-- start of EXCERPT PROVIDED --

Even though the camera obscura had been known from the middle ages, a successful way to produce a permanent print took some time to discover and it wasn't until the fundmentals of chemistry were beginning to be refined into a discipline – around the beginning of the 1800s – that the photograghic process as we now know it was created. in the early 1800s, Joseph Nicéphore Niépce was able to produce to the first permanent photographic image by using a camera obscura to focus and image on a bitumen coated plate. Niépce had noted that bitumen that had been exposed to light hardened – what we now know to be the result of polymerization of the organic molecules in the bitumen – and was no longer susceptible to being removed with solvents. He had already created images on salted paper - paper embedded with silver chloride - but those images would fade with time, so the bitumen process produced the first known permanent photographic images. After exposure of a bitumen-coated plate to a focused image, the plate was rinsed with lavendar oil to remove the still-soluble bitument. This plate could then be etched by conventional chemical methods and used in a normal printing press to produce paper prints of the photoengraved image. Niépce collaborated with Louis-Jacques-Mandé Daguerre, but Niépce died in 1833 and Daguerre went on to use the basics to create the daguerreotype process.

Salted Paper Print
Salted Paper print The Bridge of Sighs, St. John's College, Cambridge, William Henry Fox Talbot, 1845, Salted paper print from paper negative, from the Collection of the Museum of Fine Arts Houston, Public Domain.

Salted paper prints were first created by William Henry Fox Talbot in the 1830s. Talbot made a photosensitive paper by treating the paper with a solution of sodium chloride and then a solution of silver nitrate, which results in the formation of insoluble silver chloride. This process creates photoactive silver chloride particles embedded in the paper.

-- end of EXCERPT PROVIDED --
-- start of DATA --

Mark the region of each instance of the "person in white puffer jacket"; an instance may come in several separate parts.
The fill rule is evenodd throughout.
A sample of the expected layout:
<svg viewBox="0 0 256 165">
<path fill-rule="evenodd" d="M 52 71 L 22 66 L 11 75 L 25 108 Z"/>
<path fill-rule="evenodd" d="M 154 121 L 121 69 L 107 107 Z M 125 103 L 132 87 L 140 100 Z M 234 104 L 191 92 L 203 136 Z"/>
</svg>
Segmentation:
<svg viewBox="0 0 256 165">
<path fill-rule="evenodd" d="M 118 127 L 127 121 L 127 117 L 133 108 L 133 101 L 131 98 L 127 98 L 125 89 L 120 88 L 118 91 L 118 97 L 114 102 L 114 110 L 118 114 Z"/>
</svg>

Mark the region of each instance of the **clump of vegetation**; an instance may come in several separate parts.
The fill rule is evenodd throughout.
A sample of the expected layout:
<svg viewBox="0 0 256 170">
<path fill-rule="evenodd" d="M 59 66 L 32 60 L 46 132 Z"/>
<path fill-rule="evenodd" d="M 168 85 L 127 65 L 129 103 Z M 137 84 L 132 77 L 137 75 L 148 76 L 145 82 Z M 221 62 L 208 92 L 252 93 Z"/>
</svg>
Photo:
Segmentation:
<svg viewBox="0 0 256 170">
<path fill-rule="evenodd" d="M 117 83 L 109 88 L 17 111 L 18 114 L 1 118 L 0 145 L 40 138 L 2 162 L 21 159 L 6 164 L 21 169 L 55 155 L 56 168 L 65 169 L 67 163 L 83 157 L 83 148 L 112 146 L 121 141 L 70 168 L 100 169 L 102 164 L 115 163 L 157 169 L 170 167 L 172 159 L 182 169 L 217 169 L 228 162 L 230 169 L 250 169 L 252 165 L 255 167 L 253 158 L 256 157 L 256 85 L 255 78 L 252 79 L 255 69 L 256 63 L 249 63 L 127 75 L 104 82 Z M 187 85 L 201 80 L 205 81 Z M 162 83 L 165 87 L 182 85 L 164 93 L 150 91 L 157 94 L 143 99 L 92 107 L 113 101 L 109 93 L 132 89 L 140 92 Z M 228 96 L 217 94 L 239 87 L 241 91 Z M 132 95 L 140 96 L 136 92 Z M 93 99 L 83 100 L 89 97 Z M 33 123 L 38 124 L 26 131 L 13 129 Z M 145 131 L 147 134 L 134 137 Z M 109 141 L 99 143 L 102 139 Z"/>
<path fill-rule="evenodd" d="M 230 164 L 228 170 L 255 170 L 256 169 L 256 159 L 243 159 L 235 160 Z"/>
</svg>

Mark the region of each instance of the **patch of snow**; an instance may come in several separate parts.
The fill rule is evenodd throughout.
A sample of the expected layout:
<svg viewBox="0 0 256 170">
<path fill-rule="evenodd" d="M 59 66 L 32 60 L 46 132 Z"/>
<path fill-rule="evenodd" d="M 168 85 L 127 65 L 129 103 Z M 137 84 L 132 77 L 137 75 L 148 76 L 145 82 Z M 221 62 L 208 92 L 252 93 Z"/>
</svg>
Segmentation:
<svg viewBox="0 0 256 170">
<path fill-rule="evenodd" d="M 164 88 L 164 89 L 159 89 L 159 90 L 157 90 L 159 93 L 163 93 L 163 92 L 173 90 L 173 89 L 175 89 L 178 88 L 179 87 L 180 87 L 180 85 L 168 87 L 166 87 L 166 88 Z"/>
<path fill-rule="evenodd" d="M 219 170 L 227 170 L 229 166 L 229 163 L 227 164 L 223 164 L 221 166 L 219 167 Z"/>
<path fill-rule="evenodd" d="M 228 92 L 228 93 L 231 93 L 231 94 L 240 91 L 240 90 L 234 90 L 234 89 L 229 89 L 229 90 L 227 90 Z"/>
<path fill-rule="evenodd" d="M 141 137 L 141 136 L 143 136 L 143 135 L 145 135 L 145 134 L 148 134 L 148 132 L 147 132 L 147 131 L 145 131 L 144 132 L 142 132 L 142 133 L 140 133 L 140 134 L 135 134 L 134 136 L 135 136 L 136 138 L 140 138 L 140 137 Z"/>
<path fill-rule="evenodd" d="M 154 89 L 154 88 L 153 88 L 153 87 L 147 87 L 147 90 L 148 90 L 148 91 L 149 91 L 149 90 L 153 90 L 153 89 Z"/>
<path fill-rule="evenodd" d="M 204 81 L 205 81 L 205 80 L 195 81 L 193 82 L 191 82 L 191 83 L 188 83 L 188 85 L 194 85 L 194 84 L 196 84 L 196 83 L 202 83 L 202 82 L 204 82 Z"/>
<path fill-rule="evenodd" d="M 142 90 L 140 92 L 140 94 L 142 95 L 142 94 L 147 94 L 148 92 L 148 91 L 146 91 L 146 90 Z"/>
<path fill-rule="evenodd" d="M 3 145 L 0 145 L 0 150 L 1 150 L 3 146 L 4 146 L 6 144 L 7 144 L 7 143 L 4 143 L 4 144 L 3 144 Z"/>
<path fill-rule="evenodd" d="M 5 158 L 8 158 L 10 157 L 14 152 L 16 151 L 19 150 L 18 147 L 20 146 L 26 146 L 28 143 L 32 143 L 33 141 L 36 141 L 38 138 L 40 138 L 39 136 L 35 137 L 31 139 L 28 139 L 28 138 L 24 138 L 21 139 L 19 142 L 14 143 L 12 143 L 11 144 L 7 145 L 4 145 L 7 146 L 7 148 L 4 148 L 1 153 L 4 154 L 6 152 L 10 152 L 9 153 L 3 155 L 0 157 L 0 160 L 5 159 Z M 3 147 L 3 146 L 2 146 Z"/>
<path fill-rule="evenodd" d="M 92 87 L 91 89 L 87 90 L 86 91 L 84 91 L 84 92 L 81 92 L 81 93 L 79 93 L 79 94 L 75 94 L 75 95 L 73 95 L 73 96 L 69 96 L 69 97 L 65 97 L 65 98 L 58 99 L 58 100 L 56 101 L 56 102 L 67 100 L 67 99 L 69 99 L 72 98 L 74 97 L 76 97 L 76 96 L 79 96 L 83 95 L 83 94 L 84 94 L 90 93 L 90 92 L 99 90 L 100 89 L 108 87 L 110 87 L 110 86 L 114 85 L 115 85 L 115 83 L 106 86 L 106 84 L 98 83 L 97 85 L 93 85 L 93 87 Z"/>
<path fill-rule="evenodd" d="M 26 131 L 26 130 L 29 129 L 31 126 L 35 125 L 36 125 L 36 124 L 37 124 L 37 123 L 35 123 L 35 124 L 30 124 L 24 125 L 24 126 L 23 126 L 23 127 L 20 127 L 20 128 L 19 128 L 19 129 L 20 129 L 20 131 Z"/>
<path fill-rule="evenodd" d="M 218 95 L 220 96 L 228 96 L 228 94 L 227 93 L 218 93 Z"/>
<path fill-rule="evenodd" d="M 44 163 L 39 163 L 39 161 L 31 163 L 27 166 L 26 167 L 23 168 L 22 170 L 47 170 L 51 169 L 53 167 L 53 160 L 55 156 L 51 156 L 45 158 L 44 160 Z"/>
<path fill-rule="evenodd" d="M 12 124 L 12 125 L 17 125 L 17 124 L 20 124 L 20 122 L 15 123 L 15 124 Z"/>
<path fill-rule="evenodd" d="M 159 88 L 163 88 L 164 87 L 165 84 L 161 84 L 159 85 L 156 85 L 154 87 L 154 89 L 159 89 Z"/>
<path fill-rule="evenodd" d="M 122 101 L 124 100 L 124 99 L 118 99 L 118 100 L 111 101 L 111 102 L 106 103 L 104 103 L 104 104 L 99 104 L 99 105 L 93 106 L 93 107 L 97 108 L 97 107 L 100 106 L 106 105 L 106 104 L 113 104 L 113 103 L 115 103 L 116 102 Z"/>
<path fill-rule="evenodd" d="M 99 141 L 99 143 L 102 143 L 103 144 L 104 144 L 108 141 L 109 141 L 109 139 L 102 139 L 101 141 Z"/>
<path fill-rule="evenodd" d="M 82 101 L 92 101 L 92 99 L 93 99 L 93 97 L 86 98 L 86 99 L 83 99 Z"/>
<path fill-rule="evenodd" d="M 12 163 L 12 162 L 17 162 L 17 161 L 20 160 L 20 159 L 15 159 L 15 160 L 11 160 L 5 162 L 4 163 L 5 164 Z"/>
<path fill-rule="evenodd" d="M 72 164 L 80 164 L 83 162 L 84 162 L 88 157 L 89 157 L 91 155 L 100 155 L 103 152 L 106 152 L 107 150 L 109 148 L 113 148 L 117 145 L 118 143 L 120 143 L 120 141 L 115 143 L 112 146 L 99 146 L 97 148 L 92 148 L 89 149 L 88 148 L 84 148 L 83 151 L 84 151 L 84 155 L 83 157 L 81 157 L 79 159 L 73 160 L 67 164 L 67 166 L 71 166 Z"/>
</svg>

-- end of DATA --

(LIST OF TASKS)
(a) Copy everything from "Salted paper prints" down to "in the paper." in the passage on early photography, replacing "sodium chloride" with "table salt".
(b) Please list every person named in the passage on early photography.

(SOLUTIONS TO THE TASKS)
(a)
Salted paper prints were first created by William Henry Fox Talbot in the 1830s. Talbot made a photosensitive paper by treating the paper with a solution of table salt and then a solution of silver nitrate, which results in the formation of insoluble silver chloride. This process creates photoactive silver chloride particles embedded in the paper.

(b)
Joseph Nicéphore Niépce
Louis-Jacques-Mandé Daguerre
William Henry Fox Talbot